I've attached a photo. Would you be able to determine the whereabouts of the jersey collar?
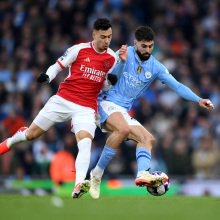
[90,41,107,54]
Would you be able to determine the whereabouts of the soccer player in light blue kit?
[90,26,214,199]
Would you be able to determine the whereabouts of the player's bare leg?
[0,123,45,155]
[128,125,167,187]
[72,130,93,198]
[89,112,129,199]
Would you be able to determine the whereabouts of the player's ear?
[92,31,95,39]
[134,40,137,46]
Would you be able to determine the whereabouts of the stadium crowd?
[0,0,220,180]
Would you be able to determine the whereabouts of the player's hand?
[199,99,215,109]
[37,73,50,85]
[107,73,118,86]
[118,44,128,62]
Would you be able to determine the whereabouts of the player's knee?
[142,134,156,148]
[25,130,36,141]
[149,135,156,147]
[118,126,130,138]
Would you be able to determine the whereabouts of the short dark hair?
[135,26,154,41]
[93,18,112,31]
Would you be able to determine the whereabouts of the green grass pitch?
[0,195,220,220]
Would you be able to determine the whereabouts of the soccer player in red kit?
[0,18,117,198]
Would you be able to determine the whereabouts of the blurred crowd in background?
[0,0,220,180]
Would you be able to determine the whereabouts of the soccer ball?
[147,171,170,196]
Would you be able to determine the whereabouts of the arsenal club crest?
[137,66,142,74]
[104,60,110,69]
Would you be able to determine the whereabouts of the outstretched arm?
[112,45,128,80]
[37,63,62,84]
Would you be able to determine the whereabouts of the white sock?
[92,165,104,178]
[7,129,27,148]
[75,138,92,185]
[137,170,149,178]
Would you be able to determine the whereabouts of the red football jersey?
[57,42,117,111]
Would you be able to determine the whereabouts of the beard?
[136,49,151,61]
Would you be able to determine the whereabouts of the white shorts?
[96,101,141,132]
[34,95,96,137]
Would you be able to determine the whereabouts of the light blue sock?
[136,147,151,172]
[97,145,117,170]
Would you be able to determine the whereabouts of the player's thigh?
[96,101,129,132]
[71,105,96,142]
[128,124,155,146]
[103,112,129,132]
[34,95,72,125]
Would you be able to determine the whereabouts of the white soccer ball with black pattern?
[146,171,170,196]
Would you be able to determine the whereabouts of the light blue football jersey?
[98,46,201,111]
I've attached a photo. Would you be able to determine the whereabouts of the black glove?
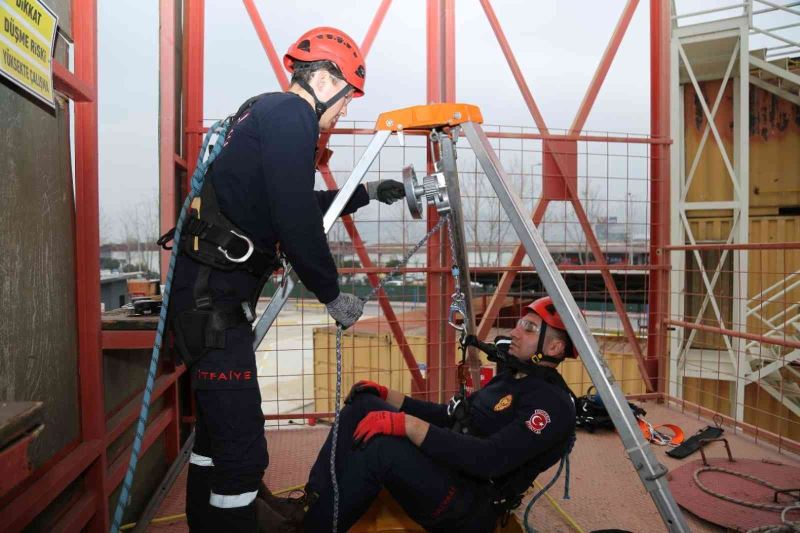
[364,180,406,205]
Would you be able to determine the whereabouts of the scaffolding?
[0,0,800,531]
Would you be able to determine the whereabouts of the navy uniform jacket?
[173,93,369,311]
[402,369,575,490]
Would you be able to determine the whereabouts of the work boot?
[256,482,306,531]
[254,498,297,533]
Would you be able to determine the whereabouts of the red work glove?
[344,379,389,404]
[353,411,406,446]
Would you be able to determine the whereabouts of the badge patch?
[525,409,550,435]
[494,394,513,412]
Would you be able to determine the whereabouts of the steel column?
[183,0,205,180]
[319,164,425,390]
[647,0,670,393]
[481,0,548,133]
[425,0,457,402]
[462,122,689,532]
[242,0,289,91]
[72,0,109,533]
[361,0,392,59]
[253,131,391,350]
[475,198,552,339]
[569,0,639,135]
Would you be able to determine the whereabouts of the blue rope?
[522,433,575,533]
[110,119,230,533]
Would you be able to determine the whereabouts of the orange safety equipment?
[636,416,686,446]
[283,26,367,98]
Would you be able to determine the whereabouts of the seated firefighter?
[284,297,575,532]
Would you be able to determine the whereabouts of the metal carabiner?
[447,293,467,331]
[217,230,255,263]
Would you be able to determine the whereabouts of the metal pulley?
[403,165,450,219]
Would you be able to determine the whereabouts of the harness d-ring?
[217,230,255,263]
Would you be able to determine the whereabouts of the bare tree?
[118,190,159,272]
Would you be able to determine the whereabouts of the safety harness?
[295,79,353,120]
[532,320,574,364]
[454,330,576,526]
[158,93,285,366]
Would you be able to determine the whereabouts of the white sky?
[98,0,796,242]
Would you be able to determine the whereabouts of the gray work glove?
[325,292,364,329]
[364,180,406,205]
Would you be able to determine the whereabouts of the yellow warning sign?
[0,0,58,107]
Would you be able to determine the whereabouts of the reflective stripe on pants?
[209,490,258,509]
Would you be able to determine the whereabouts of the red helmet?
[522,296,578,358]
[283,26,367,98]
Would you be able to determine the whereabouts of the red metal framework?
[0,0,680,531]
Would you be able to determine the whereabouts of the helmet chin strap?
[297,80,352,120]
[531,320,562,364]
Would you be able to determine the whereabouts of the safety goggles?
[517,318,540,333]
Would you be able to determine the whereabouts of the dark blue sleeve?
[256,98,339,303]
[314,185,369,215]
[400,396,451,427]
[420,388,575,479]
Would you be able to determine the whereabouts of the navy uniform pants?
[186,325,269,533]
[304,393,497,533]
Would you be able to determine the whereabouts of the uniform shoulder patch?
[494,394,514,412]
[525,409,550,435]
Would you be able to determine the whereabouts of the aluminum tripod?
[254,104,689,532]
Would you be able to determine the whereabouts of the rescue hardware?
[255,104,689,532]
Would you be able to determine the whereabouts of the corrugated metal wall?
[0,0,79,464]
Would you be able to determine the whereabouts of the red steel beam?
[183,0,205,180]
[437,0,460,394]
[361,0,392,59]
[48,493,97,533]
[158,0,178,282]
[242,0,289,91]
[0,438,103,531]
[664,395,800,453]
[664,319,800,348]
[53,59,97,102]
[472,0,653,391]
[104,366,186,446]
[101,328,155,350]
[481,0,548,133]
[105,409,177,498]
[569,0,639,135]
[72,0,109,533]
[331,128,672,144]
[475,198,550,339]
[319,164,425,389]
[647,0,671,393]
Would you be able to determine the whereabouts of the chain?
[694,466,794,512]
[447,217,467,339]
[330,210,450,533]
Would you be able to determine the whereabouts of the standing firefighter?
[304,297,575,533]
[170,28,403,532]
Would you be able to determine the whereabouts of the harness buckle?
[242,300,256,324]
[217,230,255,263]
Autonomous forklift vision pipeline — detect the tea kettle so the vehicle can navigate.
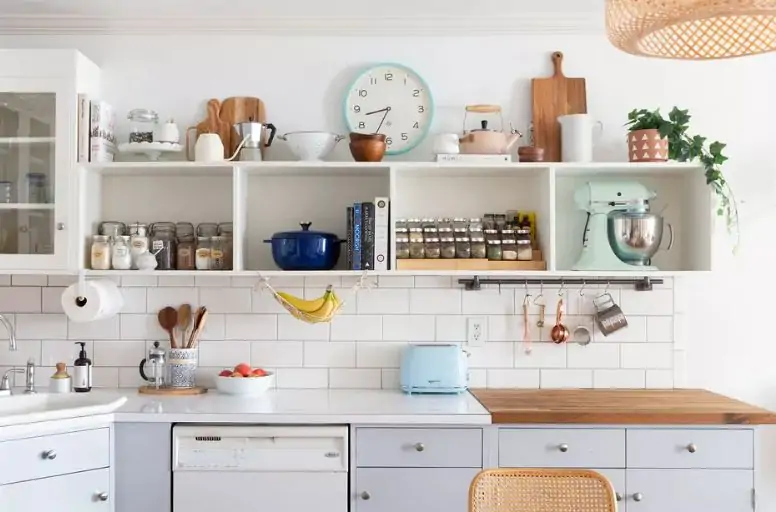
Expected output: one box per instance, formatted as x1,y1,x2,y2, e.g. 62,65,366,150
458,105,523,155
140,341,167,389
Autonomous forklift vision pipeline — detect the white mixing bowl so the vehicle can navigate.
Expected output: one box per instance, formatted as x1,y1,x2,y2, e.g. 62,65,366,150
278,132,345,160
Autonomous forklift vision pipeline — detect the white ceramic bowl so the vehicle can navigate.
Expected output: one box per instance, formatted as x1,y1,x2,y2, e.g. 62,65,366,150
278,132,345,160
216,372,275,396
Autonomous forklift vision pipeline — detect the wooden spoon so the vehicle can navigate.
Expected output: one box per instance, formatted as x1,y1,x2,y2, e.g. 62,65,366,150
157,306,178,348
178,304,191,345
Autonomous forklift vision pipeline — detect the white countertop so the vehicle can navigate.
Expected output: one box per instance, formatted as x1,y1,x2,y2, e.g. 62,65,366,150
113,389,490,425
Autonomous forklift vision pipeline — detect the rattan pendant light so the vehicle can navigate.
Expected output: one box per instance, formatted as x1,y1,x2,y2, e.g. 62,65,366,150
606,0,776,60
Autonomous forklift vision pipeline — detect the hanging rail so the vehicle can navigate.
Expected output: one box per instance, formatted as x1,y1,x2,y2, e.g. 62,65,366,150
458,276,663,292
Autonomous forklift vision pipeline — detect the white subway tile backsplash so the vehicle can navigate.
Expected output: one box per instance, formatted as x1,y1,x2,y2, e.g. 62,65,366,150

Set exercise => Rewrite the stretch of items above from the line containing "the white shorts?" through the line containing "[403,165,450,219]", both included, with the requests kept and every bounding-box coordinate offset by 54. Leave out the pictures.

Correct answer =>
Would you be able to determine the whereabouts of the white shorts?
[150,155,195,186]
[88,149,150,191]
Would you be able to determine the whereabouts of the light blue sock?
[190,201,205,226]
[151,199,171,224]
Would you be able to determine the whereabouts of the player's thigh?
[150,155,183,186]
[125,159,150,196]
[182,178,209,200]
[157,166,183,186]
[88,149,126,179]
Would you be able to determine the whereabouts of the white soccer ball with black pattern?
[200,225,224,250]
Would you be able to determine the whereabouts of the light blue football jersey?
[152,100,255,165]
I've attached a photo. Would you be able to determine the whereabouts of the black glove?
[418,234,460,259]
Would you be able to determine the whereabouts of the scaffolding?
[54,54,854,585]
Would you be able to determine the whereabouts of the navy uniform jacket?
[227,147,423,365]
[456,423,629,544]
Would you be able to determine the whereabouts of the work boot?
[310,536,360,585]
[308,552,351,587]
Would you be able to determine the whereabouts of the red work glove?
[398,433,443,458]
[407,465,460,500]
Would you be able to determine the whereabouts of the badge patch?
[579,463,604,489]
[548,448,567,466]
Would you be able to determine the whereabouts of the steel column?
[237,54,259,234]
[373,218,479,444]
[701,54,724,447]
[535,54,602,187]
[479,54,511,456]
[516,176,743,586]
[296,54,343,145]
[126,54,163,587]
[415,54,446,113]
[307,185,445,404]
[529,252,606,393]
[623,54,693,189]
Would you be able to determine the whereabouts of the blue rope?
[576,487,629,587]
[164,173,284,587]
Would you be able to determine the whereabouts of the orange safety equipment?
[690,470,740,500]
[337,80,421,152]
Would you be able to determine the whereabouts of the seated firefighter?
[338,351,629,586]
Would you be able to determine the whereabouts of the metal carabiner?
[501,347,521,385]
[271,284,309,317]
Would you be able to determine the whereabouts of the metal pulley?
[457,219,504,273]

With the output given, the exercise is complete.